**読む文章**

———

三宅晶子 株式会社ヒューマン・コメディ 代表取締役

 

典型的な不良少女だった。ルールを押しつける親や学校にイラつき、酒にタバコに万引きに、とお決まりの道を突き進んだ。無免許で違法改造したバイクを乗り回し、ケンカに明けくれ、家を飛び出し、男の家に入り浸る。夢もなく刹那的に生きた毎日。

そんなある日、母親が病気になった。さらに折り悪く、母親が入院している間に高校を退学になってしまった。その事実を告げに向かったさき、病室で目にしたのは、心労から痩せこけた母の姿だった……。

 

それから30年近い月日を経た2015年12月12日。

大人になった少女は大舞台に立った。事業の夢を語るコンテスト「ドリームプラン・プレゼンテーション」の決勝大会。

実に二千人にも及ぶ聴衆が彼女の話を聞き入った。彼女はそこである夢を語った。その夢は多くの聴衆の賛同を呼び大賞を受賞する。

そこで語られた夢のカタチが現在のヒューマン・コメディだ。

 

企業物語

株式会社ヒューマン・コメディは非行・犯罪歴のある人の採用支援事業を行っている会社だ。代表である三宅晶子さん自身がこの会社を立ち上げるきっかけには、ある少女との出会いがあった。

———

**データ一覧**

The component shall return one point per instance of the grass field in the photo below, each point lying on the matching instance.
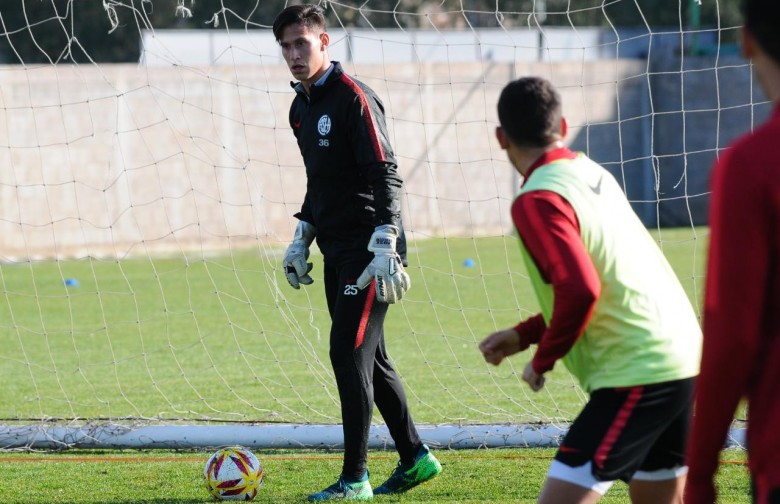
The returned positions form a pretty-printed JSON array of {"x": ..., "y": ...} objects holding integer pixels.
[
  {"x": 499, "y": 475},
  {"x": 222, "y": 337}
]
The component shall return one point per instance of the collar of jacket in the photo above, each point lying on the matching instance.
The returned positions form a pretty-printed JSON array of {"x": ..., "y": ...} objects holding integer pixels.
[{"x": 318, "y": 91}]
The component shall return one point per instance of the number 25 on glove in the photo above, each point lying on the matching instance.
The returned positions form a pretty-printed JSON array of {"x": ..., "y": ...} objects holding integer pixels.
[{"x": 392, "y": 281}]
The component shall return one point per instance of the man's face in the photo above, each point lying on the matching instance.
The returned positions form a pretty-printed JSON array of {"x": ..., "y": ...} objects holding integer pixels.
[{"x": 305, "y": 51}]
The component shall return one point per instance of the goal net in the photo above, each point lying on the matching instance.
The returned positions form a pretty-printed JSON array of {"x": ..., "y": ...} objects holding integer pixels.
[{"x": 150, "y": 177}]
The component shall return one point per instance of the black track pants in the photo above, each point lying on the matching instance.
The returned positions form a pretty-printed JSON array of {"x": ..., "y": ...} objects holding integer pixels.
[{"x": 364, "y": 375}]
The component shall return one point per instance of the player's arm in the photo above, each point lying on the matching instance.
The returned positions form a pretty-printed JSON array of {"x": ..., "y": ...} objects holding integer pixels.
[
  {"x": 502, "y": 344},
  {"x": 549, "y": 228},
  {"x": 375, "y": 159},
  {"x": 734, "y": 308}
]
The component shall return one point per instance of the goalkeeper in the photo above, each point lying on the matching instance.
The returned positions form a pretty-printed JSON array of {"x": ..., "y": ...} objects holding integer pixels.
[
  {"x": 352, "y": 208},
  {"x": 612, "y": 310}
]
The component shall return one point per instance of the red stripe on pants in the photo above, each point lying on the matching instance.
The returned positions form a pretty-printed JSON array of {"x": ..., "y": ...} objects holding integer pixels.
[
  {"x": 366, "y": 312},
  {"x": 617, "y": 427}
]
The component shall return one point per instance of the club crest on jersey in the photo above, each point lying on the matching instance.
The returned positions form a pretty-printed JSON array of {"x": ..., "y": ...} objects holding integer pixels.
[{"x": 323, "y": 125}]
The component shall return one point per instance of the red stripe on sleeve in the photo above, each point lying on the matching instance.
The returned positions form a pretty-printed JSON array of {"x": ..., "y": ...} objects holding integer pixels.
[
  {"x": 370, "y": 296},
  {"x": 602, "y": 452},
  {"x": 373, "y": 130},
  {"x": 550, "y": 231}
]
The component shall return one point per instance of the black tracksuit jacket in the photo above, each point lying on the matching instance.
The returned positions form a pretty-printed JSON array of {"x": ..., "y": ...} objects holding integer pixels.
[{"x": 352, "y": 180}]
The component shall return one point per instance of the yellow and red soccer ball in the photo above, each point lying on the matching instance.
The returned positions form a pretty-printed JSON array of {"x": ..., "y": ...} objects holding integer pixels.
[{"x": 233, "y": 474}]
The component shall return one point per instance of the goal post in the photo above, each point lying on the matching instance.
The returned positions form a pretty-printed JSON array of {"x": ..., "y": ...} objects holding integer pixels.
[{"x": 145, "y": 206}]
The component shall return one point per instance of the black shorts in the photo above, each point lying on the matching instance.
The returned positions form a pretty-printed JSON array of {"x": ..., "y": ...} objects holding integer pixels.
[{"x": 628, "y": 429}]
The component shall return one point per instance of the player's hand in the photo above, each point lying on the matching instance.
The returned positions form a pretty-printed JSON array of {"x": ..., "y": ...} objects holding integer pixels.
[
  {"x": 532, "y": 378},
  {"x": 296, "y": 269},
  {"x": 499, "y": 345},
  {"x": 392, "y": 281}
]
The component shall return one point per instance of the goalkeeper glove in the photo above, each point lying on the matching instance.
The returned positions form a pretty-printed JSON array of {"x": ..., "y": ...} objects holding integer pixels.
[
  {"x": 296, "y": 269},
  {"x": 386, "y": 268}
]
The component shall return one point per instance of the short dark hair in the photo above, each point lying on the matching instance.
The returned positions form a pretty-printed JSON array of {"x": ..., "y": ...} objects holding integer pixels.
[
  {"x": 529, "y": 111},
  {"x": 762, "y": 18},
  {"x": 308, "y": 15}
]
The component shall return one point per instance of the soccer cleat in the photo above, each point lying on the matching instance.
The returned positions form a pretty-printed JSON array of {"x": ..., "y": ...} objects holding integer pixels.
[
  {"x": 344, "y": 490},
  {"x": 405, "y": 477}
]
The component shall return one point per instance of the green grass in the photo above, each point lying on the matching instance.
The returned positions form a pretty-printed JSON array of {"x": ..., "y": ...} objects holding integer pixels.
[
  {"x": 223, "y": 337},
  {"x": 498, "y": 475}
]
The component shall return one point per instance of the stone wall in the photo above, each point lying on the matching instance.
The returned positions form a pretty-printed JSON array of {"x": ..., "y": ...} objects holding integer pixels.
[{"x": 123, "y": 159}]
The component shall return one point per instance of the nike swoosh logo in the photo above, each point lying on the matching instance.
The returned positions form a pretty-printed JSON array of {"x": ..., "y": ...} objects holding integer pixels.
[{"x": 597, "y": 188}]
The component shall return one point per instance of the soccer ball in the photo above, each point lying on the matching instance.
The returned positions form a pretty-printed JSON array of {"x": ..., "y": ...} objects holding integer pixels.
[{"x": 233, "y": 474}]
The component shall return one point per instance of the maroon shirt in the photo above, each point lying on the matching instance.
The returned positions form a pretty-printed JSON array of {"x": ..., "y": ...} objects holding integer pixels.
[
  {"x": 741, "y": 353},
  {"x": 550, "y": 231}
]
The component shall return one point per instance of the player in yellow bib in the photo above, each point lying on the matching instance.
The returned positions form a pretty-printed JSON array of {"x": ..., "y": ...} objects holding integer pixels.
[{"x": 612, "y": 310}]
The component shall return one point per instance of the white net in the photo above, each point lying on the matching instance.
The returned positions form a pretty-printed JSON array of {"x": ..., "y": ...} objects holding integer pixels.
[{"x": 150, "y": 178}]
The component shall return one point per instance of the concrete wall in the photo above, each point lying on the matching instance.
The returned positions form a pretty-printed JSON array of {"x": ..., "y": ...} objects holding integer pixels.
[{"x": 125, "y": 159}]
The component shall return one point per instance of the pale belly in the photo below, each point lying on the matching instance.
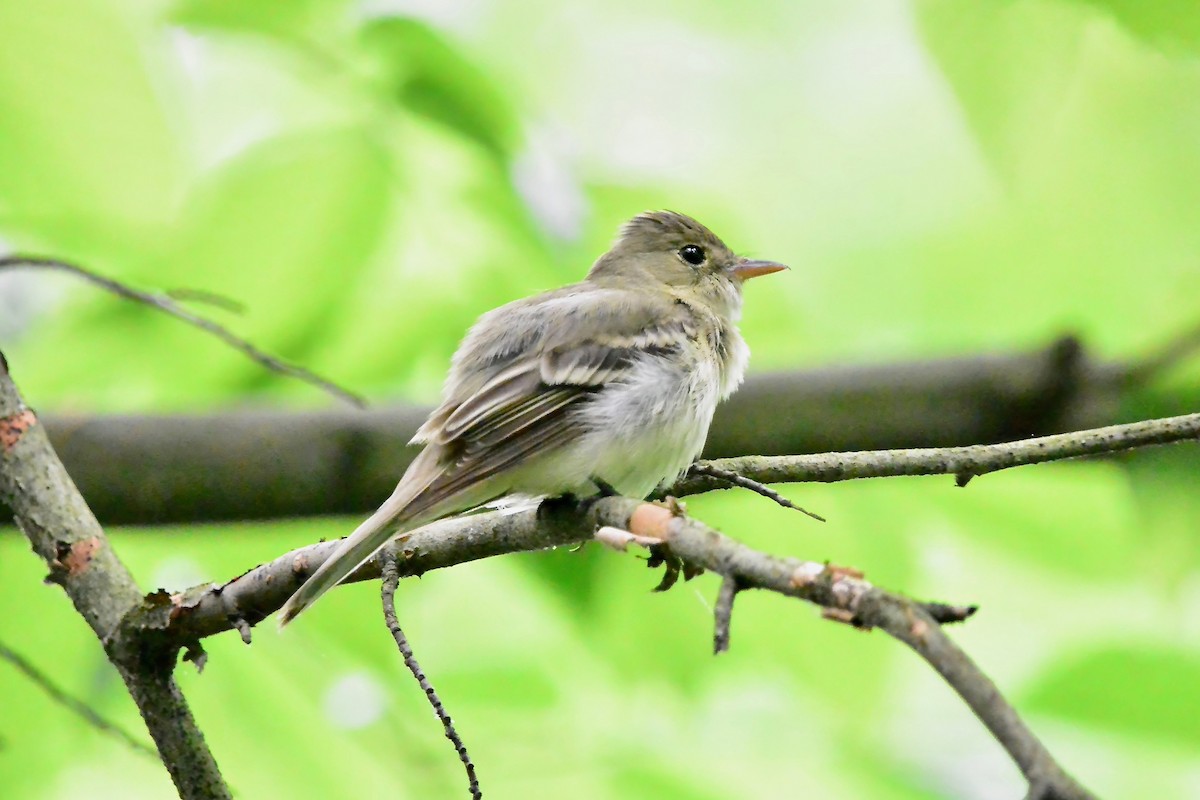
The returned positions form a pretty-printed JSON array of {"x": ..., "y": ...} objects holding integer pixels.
[{"x": 639, "y": 434}]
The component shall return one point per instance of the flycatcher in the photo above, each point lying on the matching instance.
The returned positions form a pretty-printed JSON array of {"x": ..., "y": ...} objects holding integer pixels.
[{"x": 611, "y": 382}]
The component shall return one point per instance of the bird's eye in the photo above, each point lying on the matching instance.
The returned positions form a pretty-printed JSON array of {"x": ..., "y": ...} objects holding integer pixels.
[{"x": 693, "y": 253}]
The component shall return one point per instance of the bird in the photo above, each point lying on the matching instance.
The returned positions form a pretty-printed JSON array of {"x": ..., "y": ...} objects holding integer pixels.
[{"x": 604, "y": 385}]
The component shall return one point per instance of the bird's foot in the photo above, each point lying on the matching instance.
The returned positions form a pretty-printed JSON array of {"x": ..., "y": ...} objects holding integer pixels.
[
  {"x": 619, "y": 540},
  {"x": 604, "y": 487}
]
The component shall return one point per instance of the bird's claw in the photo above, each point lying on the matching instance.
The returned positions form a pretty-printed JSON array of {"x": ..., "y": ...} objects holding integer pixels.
[
  {"x": 672, "y": 565},
  {"x": 619, "y": 540}
]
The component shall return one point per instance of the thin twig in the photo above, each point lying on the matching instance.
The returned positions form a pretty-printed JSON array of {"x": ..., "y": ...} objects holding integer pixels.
[
  {"x": 165, "y": 304},
  {"x": 208, "y": 298},
  {"x": 964, "y": 463},
  {"x": 730, "y": 476},
  {"x": 390, "y": 581},
  {"x": 76, "y": 707},
  {"x": 1179, "y": 349},
  {"x": 723, "y": 614}
]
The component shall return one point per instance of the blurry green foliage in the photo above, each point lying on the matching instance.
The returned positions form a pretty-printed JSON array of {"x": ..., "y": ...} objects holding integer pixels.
[{"x": 945, "y": 178}]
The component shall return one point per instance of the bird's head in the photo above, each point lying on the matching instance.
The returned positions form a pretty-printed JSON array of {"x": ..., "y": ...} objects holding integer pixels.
[{"x": 664, "y": 248}]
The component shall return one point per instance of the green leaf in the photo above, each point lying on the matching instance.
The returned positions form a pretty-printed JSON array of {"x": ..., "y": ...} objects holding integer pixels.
[
  {"x": 1149, "y": 691},
  {"x": 286, "y": 227},
  {"x": 281, "y": 20},
  {"x": 427, "y": 73}
]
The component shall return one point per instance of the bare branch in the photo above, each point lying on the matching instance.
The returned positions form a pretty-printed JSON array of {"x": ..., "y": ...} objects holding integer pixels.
[
  {"x": 961, "y": 462},
  {"x": 209, "y": 609},
  {"x": 390, "y": 579},
  {"x": 165, "y": 304},
  {"x": 712, "y": 470},
  {"x": 63, "y": 530},
  {"x": 723, "y": 614},
  {"x": 72, "y": 704}
]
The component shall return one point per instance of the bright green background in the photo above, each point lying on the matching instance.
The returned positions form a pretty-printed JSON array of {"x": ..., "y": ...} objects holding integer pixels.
[{"x": 946, "y": 176}]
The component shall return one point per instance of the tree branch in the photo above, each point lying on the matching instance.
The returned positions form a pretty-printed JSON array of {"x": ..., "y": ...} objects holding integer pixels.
[
  {"x": 961, "y": 462},
  {"x": 270, "y": 464},
  {"x": 64, "y": 531},
  {"x": 72, "y": 704},
  {"x": 167, "y": 305},
  {"x": 390, "y": 581},
  {"x": 843, "y": 593}
]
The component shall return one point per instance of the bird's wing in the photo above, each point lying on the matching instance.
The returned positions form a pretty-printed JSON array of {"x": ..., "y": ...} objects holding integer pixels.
[
  {"x": 523, "y": 401},
  {"x": 511, "y": 395}
]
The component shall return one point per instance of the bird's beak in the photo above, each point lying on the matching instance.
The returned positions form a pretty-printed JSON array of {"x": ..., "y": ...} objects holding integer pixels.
[{"x": 747, "y": 269}]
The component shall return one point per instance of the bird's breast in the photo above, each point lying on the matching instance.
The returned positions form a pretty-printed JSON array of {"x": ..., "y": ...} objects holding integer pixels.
[{"x": 651, "y": 426}]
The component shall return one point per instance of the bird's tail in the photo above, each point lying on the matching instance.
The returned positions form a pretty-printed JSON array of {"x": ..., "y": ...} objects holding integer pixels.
[{"x": 399, "y": 513}]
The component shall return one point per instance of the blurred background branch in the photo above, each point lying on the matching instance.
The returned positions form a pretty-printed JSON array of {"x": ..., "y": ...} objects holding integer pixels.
[
  {"x": 277, "y": 464},
  {"x": 366, "y": 176}
]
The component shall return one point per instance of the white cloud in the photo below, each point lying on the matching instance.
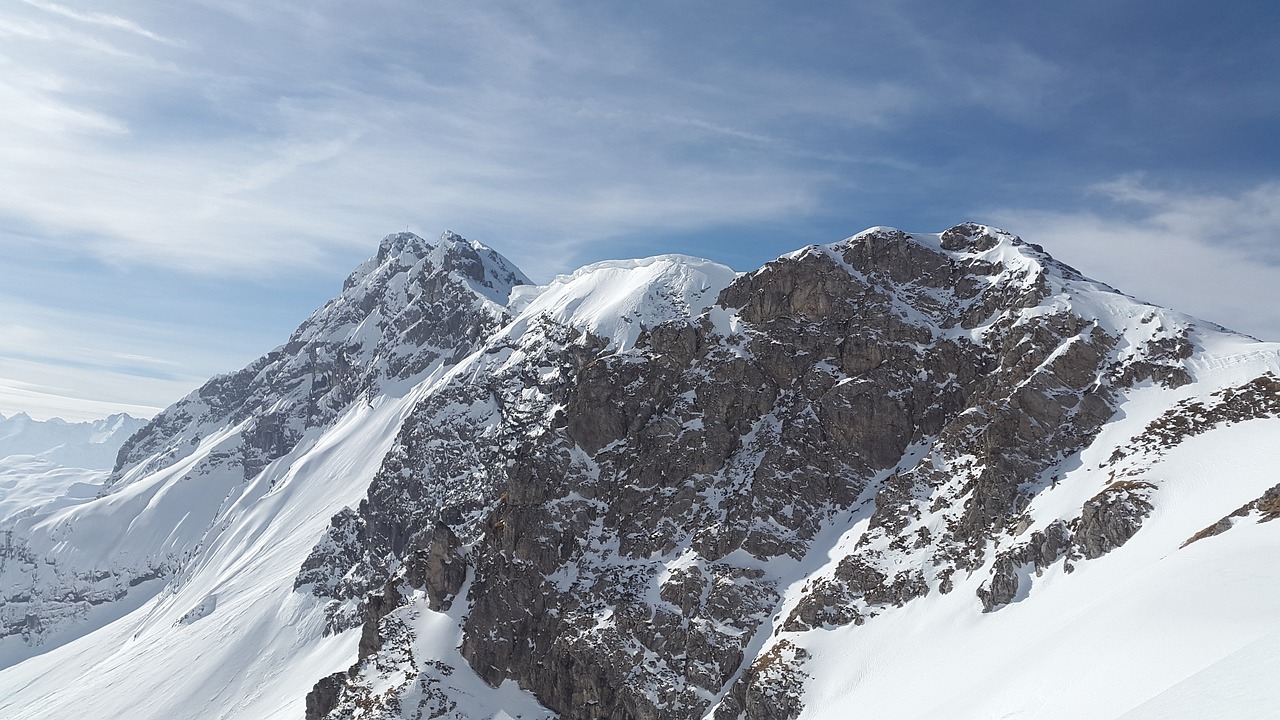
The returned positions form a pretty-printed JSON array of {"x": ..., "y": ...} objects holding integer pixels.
[{"x": 1212, "y": 255}]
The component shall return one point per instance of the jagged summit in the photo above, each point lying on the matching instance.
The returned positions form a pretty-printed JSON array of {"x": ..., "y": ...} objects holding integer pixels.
[
  {"x": 658, "y": 488},
  {"x": 401, "y": 242}
]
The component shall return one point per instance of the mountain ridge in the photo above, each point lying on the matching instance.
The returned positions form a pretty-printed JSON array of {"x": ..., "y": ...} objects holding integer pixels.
[{"x": 653, "y": 488}]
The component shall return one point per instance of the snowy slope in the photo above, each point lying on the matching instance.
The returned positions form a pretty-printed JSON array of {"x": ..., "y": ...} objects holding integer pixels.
[
  {"x": 900, "y": 475},
  {"x": 91, "y": 445}
]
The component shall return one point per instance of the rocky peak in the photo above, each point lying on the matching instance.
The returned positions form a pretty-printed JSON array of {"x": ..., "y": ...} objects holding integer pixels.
[
  {"x": 405, "y": 242},
  {"x": 410, "y": 308}
]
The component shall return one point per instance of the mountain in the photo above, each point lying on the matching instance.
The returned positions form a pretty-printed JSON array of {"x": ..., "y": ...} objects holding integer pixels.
[
  {"x": 899, "y": 475},
  {"x": 91, "y": 445}
]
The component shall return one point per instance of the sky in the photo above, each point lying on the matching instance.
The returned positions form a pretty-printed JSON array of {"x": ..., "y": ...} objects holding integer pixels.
[{"x": 184, "y": 182}]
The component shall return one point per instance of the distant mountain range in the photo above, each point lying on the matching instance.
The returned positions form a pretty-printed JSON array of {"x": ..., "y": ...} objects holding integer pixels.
[
  {"x": 899, "y": 475},
  {"x": 76, "y": 445}
]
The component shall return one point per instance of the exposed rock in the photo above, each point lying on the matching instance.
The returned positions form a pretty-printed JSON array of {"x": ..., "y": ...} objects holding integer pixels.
[{"x": 1111, "y": 518}]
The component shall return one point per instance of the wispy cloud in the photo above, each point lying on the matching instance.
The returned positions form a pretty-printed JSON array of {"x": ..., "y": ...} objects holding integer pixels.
[
  {"x": 1214, "y": 255},
  {"x": 101, "y": 19},
  {"x": 201, "y": 142}
]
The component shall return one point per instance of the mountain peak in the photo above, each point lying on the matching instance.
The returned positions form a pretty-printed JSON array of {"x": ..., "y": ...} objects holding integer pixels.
[{"x": 401, "y": 242}]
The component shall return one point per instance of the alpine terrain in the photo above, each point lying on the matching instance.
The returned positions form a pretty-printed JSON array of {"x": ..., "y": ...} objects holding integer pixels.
[{"x": 899, "y": 475}]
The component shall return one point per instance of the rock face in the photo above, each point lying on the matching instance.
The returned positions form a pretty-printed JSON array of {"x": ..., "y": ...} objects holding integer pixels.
[
  {"x": 412, "y": 308},
  {"x": 641, "y": 490},
  {"x": 625, "y": 505}
]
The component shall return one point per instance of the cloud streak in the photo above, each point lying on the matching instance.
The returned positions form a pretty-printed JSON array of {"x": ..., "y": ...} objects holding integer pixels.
[
  {"x": 259, "y": 150},
  {"x": 1211, "y": 255}
]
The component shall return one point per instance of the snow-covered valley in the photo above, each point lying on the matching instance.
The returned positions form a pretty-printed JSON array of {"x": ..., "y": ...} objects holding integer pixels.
[{"x": 900, "y": 475}]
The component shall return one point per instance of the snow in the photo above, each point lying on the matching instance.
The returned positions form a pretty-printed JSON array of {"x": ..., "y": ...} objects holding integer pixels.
[
  {"x": 617, "y": 299},
  {"x": 1148, "y": 613},
  {"x": 256, "y": 645},
  {"x": 1152, "y": 629}
]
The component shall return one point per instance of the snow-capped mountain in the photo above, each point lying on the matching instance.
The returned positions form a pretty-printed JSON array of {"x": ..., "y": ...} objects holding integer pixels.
[
  {"x": 900, "y": 475},
  {"x": 91, "y": 445}
]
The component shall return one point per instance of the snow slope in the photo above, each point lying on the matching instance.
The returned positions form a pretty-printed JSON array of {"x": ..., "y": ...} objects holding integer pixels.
[{"x": 191, "y": 551}]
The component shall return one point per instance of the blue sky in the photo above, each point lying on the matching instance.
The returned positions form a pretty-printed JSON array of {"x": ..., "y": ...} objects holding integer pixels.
[{"x": 184, "y": 182}]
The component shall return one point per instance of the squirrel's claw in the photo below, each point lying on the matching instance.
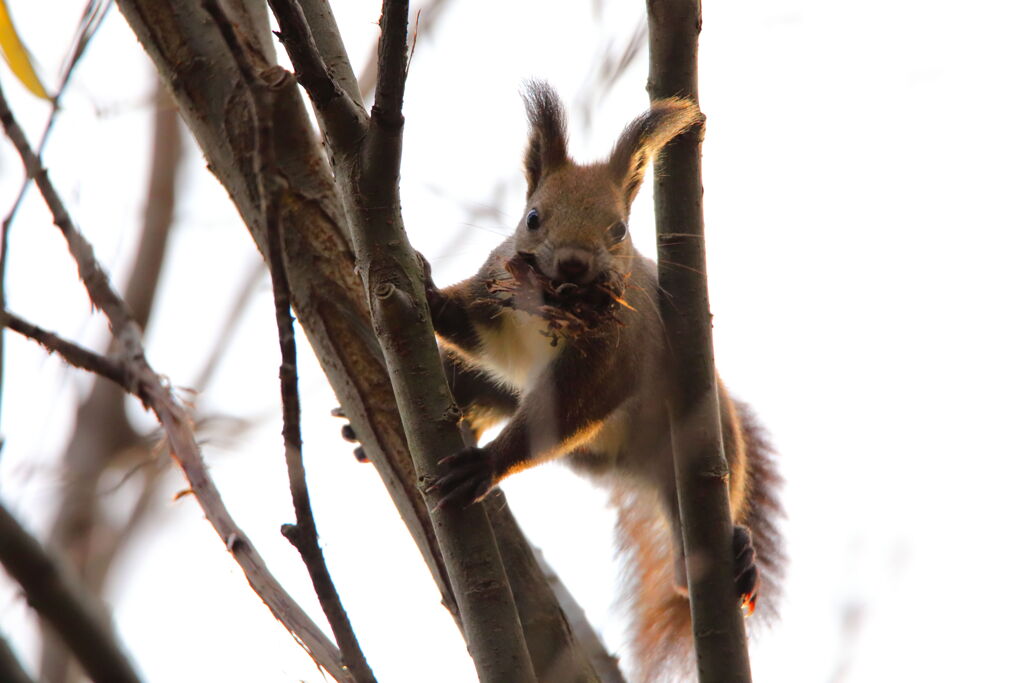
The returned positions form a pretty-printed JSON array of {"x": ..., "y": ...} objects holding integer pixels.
[
  {"x": 745, "y": 574},
  {"x": 467, "y": 476}
]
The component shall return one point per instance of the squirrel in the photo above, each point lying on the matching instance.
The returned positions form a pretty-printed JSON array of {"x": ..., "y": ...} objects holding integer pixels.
[{"x": 559, "y": 333}]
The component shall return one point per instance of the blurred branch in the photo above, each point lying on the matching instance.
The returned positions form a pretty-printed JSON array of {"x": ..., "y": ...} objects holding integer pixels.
[
  {"x": 701, "y": 471},
  {"x": 53, "y": 592},
  {"x": 605, "y": 665},
  {"x": 11, "y": 670},
  {"x": 102, "y": 437},
  {"x": 139, "y": 379},
  {"x": 303, "y": 534},
  {"x": 92, "y": 18}
]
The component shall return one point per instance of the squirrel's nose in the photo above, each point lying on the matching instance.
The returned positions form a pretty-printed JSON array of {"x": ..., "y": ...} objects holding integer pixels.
[{"x": 573, "y": 265}]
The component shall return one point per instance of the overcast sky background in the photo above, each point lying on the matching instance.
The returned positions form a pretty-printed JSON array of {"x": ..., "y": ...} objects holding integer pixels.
[{"x": 863, "y": 183}]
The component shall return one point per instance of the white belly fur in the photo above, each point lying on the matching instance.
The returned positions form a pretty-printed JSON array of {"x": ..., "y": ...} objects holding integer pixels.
[{"x": 516, "y": 351}]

———

三宅晶子さんについての文章のうち、「そんなある日、母親が病気にな」で始まって「そこで語られた夢のカタチが現在のヒューマン・コメディだ。」まで続く部分を、「聴衆」を「観客」に置き換えて書き直してください。

そんなある日、母親が病気になった。さらに折り悪く、母親が入院している間に高校を退学になってしまった。その事実を告げに向かったさき、病室で目にしたのは、心労から痩せこけた母の姿だった……。

 

それから30年近い月日を経た2015年12月12日。

大人になった少女は大舞台に立った。事業の夢を語るコンテスト「ドリームプラン・プレゼンテーション」の決勝大会。

実に二千人にも及ぶ観客が彼女の話を聞き入った。彼女はそこである夢を語った。その夢は多くの観客の賛同を呼び大賞を受賞する。

そこで語られた夢のカタチが現在のヒューマン・コメディだ。